In the entries that follow, how many lines contain "below"? Answer with the number only.

** Opening MATERIAL SHOWN block **

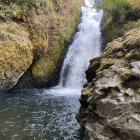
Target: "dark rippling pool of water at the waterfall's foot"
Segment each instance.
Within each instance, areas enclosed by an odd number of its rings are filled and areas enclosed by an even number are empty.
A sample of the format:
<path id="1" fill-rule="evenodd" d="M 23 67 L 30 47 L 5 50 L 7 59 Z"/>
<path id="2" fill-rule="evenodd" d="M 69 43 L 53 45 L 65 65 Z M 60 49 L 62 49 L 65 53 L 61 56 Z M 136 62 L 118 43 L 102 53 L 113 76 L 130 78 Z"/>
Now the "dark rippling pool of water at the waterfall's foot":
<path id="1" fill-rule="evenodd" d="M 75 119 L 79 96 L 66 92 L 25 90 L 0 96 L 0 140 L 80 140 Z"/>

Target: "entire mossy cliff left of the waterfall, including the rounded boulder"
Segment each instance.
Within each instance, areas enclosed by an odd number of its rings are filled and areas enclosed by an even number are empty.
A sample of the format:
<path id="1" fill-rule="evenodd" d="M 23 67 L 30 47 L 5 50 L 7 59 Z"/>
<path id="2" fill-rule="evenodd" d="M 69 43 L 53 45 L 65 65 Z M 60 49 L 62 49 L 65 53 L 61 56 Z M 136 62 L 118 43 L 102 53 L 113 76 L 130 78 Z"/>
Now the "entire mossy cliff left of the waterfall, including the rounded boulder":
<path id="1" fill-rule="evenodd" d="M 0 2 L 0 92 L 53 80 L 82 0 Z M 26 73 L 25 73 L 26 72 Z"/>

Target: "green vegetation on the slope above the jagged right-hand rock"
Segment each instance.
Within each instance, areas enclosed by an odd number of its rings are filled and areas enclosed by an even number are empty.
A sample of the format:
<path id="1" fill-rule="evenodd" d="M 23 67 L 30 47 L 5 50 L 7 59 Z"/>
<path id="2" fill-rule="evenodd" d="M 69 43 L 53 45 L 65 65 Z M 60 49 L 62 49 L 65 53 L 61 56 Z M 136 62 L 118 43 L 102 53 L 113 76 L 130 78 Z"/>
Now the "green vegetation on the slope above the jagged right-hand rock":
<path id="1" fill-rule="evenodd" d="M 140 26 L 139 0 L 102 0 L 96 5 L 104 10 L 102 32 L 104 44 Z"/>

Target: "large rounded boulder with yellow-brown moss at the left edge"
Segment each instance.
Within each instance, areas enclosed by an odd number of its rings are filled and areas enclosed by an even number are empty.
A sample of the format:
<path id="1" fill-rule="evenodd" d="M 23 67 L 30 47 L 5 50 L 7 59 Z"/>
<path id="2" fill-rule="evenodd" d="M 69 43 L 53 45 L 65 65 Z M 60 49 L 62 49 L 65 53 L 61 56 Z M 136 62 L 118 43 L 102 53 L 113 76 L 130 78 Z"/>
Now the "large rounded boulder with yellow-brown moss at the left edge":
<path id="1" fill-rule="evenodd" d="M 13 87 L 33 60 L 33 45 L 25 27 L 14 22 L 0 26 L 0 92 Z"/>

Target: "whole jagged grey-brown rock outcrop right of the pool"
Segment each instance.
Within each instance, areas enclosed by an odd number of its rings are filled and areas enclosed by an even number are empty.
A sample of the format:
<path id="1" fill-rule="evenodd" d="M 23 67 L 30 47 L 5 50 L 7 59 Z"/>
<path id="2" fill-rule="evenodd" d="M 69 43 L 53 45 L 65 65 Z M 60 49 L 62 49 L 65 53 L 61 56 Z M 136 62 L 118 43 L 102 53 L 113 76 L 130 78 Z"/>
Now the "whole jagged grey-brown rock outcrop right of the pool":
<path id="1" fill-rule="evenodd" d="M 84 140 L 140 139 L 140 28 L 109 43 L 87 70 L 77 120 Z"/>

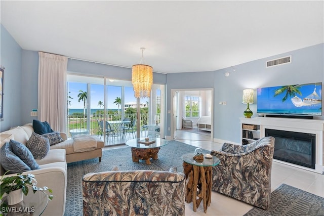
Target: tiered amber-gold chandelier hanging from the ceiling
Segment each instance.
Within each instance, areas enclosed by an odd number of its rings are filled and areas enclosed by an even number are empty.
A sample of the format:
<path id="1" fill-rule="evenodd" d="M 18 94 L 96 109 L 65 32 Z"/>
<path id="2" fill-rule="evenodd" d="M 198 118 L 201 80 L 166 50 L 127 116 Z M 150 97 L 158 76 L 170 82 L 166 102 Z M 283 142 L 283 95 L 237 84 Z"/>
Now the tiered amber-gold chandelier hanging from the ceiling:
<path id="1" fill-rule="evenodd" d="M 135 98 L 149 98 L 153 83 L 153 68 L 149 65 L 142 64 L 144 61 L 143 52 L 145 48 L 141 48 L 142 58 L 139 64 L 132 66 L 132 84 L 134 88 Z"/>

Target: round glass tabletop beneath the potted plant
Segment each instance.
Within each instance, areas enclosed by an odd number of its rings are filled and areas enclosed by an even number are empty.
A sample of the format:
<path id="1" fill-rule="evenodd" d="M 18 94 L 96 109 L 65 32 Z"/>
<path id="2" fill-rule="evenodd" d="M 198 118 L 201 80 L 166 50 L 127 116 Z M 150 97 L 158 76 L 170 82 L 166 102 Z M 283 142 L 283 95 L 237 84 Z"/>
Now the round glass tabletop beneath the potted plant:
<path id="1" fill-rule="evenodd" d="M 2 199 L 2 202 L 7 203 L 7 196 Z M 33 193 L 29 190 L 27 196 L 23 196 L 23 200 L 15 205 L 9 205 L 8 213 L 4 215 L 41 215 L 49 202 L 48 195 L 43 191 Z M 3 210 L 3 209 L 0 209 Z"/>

** Closing MATERIAL SHOWN block **
** Opening MATERIAL SHOWN block **

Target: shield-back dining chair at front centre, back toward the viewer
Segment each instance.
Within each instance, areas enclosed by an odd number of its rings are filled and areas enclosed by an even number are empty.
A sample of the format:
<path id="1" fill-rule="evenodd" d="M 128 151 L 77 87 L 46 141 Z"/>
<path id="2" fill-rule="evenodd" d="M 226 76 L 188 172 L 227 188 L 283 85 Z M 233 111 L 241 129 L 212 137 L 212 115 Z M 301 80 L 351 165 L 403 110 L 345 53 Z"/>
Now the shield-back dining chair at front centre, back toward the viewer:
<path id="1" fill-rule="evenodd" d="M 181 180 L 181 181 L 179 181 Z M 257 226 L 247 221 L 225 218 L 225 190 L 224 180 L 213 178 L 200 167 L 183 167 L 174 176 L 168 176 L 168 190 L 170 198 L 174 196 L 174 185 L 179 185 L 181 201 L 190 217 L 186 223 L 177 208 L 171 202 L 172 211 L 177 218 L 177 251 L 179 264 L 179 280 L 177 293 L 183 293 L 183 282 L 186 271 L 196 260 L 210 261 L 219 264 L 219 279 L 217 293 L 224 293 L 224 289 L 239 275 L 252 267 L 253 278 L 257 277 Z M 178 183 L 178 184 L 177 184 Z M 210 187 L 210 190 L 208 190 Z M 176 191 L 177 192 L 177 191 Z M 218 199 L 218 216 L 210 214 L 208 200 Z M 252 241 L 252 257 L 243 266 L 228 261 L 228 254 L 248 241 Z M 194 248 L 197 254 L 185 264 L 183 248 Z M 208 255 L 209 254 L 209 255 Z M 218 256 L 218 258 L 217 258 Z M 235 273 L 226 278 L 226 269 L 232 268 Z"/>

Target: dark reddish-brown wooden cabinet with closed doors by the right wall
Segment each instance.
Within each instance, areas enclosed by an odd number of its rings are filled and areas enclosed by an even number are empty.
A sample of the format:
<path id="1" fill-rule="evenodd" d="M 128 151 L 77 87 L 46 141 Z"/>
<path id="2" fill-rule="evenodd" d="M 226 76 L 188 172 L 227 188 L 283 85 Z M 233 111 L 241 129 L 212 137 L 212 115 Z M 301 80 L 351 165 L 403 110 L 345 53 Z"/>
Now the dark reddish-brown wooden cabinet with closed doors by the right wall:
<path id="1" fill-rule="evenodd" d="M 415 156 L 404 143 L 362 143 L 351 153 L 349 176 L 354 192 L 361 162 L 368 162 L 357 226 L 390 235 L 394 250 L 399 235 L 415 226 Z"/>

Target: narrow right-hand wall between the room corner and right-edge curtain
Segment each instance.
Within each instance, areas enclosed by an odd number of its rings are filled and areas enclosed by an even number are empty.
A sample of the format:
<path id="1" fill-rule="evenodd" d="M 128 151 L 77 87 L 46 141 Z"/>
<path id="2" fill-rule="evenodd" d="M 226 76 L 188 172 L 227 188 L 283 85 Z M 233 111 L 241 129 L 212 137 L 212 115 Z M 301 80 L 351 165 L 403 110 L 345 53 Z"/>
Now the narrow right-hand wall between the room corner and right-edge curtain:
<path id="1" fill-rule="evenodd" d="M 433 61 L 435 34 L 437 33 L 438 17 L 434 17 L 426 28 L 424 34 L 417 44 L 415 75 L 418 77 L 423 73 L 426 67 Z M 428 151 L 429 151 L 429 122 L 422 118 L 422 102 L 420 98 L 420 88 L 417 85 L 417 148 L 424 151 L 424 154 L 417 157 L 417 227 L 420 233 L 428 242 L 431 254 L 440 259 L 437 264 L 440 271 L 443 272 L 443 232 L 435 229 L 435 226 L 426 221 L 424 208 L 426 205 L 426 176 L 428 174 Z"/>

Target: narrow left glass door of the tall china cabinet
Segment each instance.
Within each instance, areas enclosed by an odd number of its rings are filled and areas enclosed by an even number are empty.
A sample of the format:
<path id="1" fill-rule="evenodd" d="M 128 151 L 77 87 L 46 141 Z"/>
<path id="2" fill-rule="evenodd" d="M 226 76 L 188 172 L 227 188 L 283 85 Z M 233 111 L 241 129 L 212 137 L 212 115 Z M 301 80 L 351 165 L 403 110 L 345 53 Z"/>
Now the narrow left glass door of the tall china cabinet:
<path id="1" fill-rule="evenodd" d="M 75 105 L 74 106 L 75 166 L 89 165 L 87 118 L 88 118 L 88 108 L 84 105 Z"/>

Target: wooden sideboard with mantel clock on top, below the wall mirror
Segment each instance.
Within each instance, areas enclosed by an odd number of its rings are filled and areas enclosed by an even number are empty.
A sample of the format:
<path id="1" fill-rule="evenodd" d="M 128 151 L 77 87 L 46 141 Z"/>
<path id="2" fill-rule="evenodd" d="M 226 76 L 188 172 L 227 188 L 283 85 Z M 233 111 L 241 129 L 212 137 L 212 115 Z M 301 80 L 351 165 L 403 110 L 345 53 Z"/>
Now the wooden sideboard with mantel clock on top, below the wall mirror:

** Closing MATERIAL SHOWN block **
** Opening MATERIAL SHOWN block **

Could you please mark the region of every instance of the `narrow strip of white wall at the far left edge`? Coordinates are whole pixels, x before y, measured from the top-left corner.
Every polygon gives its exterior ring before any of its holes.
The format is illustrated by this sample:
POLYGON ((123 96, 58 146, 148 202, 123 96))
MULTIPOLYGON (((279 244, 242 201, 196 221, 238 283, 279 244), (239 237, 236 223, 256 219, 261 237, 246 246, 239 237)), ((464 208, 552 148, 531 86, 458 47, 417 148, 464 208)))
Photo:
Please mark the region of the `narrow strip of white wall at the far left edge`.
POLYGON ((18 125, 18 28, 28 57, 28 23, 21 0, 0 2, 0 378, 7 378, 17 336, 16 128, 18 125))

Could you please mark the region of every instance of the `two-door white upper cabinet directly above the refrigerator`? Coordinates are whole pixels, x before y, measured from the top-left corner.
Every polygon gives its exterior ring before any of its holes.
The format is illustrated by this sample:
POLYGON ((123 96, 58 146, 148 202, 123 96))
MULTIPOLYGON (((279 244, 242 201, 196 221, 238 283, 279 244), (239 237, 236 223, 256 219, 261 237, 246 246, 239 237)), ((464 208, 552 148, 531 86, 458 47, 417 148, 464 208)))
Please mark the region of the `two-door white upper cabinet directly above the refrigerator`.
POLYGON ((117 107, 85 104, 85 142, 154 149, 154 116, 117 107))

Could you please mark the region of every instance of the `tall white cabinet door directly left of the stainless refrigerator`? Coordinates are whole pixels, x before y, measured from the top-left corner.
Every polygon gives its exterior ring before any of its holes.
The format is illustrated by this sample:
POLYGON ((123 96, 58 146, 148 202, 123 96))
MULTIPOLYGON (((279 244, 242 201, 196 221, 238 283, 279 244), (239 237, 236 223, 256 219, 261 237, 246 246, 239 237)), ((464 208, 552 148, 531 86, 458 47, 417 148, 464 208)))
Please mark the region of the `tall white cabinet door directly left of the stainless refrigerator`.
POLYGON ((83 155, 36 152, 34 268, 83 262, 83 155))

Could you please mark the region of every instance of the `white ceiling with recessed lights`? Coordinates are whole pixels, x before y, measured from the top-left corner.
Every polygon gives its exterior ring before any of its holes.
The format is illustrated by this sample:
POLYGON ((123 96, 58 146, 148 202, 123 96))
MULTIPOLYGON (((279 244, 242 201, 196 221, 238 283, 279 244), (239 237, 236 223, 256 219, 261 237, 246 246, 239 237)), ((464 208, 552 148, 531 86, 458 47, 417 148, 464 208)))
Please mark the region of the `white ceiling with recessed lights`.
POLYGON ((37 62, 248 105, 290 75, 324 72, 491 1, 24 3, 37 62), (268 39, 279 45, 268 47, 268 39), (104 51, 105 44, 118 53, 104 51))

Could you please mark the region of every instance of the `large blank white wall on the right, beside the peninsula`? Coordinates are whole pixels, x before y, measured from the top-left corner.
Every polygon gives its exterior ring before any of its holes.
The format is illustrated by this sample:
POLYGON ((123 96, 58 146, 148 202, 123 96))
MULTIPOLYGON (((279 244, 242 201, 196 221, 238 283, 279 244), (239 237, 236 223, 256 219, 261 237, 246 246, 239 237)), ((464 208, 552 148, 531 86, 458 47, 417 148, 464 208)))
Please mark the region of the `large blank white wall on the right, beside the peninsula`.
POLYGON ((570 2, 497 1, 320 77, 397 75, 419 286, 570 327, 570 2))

** Closing MATERIAL SHOWN block **

#### OUTPUT FOR THIS EXERCISE:
2